## WORK TO BE COMPLETED
Collect each line of the material below that contains the string "path".

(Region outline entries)
§
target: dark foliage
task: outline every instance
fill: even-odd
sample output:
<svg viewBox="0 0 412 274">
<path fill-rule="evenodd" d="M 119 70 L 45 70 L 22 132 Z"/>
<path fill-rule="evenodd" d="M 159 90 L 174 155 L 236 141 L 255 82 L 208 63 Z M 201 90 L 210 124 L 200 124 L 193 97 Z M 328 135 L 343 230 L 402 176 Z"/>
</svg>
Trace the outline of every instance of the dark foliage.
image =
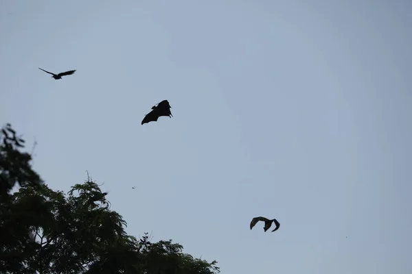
§
## COMPLETE ANSWER
<path fill-rule="evenodd" d="M 119 70 L 45 70 L 22 132 Z"/>
<path fill-rule="evenodd" d="M 159 90 L 174 155 L 236 141 L 255 82 L 208 63 Z M 201 90 L 210 124 L 200 124 L 193 97 Z M 328 135 L 343 230 L 402 176 Z"/>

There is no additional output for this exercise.